- **PROBLEM TO SOLVE**: Write out the records below word for word, please.

┌─ DATA PROVIDED

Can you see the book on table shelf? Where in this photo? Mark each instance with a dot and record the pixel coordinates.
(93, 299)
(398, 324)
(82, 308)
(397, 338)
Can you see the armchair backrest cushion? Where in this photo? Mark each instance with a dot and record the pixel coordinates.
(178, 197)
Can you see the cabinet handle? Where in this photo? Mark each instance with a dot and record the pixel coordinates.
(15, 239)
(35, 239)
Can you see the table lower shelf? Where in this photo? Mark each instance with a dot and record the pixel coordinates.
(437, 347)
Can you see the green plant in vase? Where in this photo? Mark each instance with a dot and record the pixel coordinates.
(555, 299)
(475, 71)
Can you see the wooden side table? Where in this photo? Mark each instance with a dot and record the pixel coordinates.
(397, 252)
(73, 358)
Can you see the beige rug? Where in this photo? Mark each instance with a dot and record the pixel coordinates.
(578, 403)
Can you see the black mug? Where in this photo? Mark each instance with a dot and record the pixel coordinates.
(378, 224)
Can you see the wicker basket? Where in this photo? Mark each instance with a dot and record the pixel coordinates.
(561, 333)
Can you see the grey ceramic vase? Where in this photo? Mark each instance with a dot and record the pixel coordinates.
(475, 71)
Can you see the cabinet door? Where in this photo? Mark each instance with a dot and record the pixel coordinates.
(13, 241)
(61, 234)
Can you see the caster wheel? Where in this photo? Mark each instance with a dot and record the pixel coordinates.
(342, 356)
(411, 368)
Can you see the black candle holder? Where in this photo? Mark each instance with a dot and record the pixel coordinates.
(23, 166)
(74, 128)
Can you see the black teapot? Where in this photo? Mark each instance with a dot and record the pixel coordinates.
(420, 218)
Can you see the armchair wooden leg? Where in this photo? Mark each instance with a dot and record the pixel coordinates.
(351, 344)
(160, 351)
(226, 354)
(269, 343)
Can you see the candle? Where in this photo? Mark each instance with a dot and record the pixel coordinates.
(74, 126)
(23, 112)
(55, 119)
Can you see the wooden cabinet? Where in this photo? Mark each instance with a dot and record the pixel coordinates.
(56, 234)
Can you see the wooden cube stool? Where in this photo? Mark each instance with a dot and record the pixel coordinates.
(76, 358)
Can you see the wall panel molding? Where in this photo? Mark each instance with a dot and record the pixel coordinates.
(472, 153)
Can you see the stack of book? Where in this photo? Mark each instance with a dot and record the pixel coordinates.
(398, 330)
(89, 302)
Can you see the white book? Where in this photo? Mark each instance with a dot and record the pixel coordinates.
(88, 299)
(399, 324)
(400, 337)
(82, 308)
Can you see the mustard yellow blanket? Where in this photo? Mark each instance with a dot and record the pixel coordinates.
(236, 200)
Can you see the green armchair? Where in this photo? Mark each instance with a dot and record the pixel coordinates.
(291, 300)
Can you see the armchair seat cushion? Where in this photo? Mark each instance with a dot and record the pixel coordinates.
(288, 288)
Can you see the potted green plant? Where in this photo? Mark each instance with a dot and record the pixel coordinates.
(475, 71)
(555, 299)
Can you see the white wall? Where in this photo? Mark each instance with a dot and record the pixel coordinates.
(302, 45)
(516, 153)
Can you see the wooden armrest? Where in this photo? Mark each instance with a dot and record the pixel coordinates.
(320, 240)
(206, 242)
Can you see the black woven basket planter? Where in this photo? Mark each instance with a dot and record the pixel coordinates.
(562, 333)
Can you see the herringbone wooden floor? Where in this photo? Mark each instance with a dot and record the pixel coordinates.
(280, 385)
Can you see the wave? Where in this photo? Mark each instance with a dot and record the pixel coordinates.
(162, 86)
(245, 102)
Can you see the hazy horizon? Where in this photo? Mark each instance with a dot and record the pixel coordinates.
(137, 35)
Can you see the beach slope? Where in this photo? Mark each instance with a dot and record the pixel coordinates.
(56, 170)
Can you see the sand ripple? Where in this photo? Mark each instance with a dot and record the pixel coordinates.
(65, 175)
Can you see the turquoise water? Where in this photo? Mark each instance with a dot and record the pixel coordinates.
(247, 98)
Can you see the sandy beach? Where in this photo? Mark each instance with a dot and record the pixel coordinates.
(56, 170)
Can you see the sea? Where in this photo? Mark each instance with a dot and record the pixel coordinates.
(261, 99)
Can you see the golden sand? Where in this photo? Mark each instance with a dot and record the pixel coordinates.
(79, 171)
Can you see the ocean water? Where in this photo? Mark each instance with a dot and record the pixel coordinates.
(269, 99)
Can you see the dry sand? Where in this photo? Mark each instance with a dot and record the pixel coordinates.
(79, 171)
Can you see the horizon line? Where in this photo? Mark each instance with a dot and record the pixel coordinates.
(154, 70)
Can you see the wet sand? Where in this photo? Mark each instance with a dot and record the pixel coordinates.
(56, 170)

└─

- **FINAL ANSWER**:
Can you see the book on table shelf? Where in this photo? Mark each instance with a dot and record the pixel coordinates.
(93, 299)
(398, 324)
(82, 308)
(397, 338)
Can you see the armchair backrest cushion? Where in this photo? Mark each instance with a dot and record the pixel coordinates.
(178, 197)
Can you see the cabinet handle? Where in this photo? Mark each instance with a dot and record the pixel coordinates.
(15, 239)
(35, 239)
Can you see the table lower shelf? Where in this photo? Mark each instance with a dot and record the pixel coordinates.
(437, 347)
Can you see the green plant in vase? Where in this photo? Mark each instance with a dot and record the pixel coordinates.
(555, 299)
(475, 71)
Can you see the wooden side table? Where in this photo? Mark each instance with a dot and record the pixel coordinates.
(397, 252)
(73, 358)
Can you see the beige rug? Where in this photo? Mark each instance with a dot and record the pixel coordinates.
(578, 403)
Can you see the black mug? Where in this photo? Mark each instance with a dot and record the pixel coordinates.
(378, 224)
Can you see the wicker basket? Where in this photo? Mark each instance with a dot and record the pixel coordinates.
(561, 333)
Can you see the grey ceramic vase? Where in this photo? Mark each instance with a dot and record the pixel coordinates.
(475, 71)
Can you see the cabinet door? Where in this photo? Mark each instance with a dot and record the pixel coordinates.
(13, 241)
(61, 234)
Can you see the caster wheel? Where in this photo? Mark each instance with a dot and record the pixel coordinates.
(342, 356)
(411, 368)
Can you see the black candle holder? Where in this photo? Mark each instance with a dot and record the pixel coordinates.
(23, 166)
(74, 128)
Can you see the black teapot? Where in this photo? Mark each instance with a dot and record the pixel coordinates.
(420, 218)
Can you see the armchair wooden leg? Where in this photo? Mark each instance with a dot and record the pixel coordinates.
(351, 344)
(160, 351)
(226, 354)
(269, 343)
Can you see the candle? Where in this photo? Mark each instance with a dot and record the pixel coordinates.
(74, 126)
(23, 112)
(55, 119)
Can you see the wooden cabinet? Where in this photo? Mark each instance with a dot and record the pixel coordinates.
(56, 234)
Can you see the wooden cube stool? Where in this photo? Mark each instance with a dot and record the pixel coordinates.
(76, 358)
Can you see the wall panel molding? Where in this photo? Mark each instance with a dot and record the pixel coordinates.
(472, 153)
Can you see the stack of book? Where in this photo? Mark each instance with a dot and record the pixel coordinates.
(398, 330)
(89, 302)
Can you see the white book? Where in this photo? Mark each instance with a dot and record the pixel coordinates.
(88, 299)
(399, 324)
(400, 337)
(82, 308)
Can you see the mustard yellow blanket? Where in this photo? Mark each instance with a dot and record the pixel coordinates.
(236, 200)
Can you see the green armchair? Where in this photo? Mark each instance with a dot and record the pixel coordinates.
(291, 300)
Can you see the armchair seat cushion? Where in this photo? Mark each instance with a dot and record the pixel coordinates.
(288, 288)
Can you see the potted green plant? Where in this photo? Mark each instance with a dot and record the pixel coordinates.
(475, 71)
(555, 299)
Can you see the white wall? Where in this photo? Mark each instance with a dot and record the pixel coordinates.
(302, 45)
(516, 153)
Can you see the wooden armrest? Where in this photo? Mark each instance with a dot and record the pixel coordinates.
(320, 240)
(206, 242)
Can you see the black woven basket planter? Where in this photo? Mark each instance with a dot and record the pixel coordinates.
(562, 333)
Can you see the herringbone wooden floor? Where in this photo? Mark each instance with a dot and record the pixel coordinates.
(280, 385)
Can you see the wave? Where in this photo? Mark each instance with a dot and record the pixel coordinates.
(162, 86)
(245, 102)
Can you see the hazy horizon? Where in this photo? Mark each instance with a dot and record the pixel coordinates.
(137, 35)
Can you see the beach slope? Where in this photo? Mark each instance with a dot and record the pixel coordinates.
(56, 170)
Can you see the sand ripple? Where in this photo? Mark each instance with a dot and record the pixel coordinates.
(65, 175)
Can you see the turquoise water? Where in this photo? Mark each instance with a dot and record the pixel coordinates.
(247, 98)
Can you see the sandy beach? Where in this photo? Mark each instance with a dot and record the pixel coordinates.
(56, 170)
Can you see the sea? Where in this photo? Mark each instance with a dot and record the pixel coordinates.
(261, 99)
Can you see the golden sand? Where in this photo? Mark each instance with a dot and record the pixel coordinates.
(79, 171)
Can you see the ocean water? Where in this photo? Mark each instance with a dot and record the pixel coordinates.
(269, 99)
Can you see the dry sand? Where in this photo? Mark each instance with a dot and record the pixel coordinates.
(79, 171)
Can you see the horizon line? Where in this photo? Mark each instance with a dot and record the pixel coordinates.
(154, 70)
Can you see the wet sand? Where in this photo? Mark each instance with a dot and record the pixel coordinates.
(56, 170)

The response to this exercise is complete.